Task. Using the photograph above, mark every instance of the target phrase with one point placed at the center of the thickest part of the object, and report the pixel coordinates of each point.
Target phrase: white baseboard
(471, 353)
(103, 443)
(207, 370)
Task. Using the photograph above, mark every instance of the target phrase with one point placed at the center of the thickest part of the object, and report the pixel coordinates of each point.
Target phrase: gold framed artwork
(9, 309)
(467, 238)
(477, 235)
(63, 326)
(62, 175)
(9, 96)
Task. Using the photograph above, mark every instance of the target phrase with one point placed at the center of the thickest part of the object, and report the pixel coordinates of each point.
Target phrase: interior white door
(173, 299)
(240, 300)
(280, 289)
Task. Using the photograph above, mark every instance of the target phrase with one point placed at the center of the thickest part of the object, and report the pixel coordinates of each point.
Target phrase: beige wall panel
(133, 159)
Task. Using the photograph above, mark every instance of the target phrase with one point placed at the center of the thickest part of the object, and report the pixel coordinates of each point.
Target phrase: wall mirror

- **What you are asked to do**: Only an exact copy of all the data will do as the answer.

- **Answer space**:
Task. Using the photograph above, mark every instance of the target phrase with one point placed at the center of the thickest part of the object, and report the pixel coordinates of each point.
Target phrase: white baseboard
(471, 353)
(103, 443)
(207, 370)
Task. Using the photograph above, mark every instance of the target phrase with one point placed at the center of the thickest part of the object, and report the pixel coordinates of each point.
Target phrase: gold framed artwork
(9, 309)
(467, 238)
(477, 235)
(63, 326)
(62, 175)
(9, 96)
Task. Using the photograph above, mark every instance of the target phrase with one point placed at the center of the thickest part of the object, and report the pixel coordinates of each point.
Target phrase: interior white door
(173, 299)
(240, 300)
(280, 289)
Task. Using the photograph above, mark every instance of the target phrase with one point placed at the center of the thickest part of the object, and report the pixel coordinates of each point.
Target phrase: beige wall panel
(133, 159)
Task. Using the photograph above, mark every instance of the target phrase with one point placed at the center of the thickest part of the object, and report the pixel coordinates of each point.
Target phrase: wall mirror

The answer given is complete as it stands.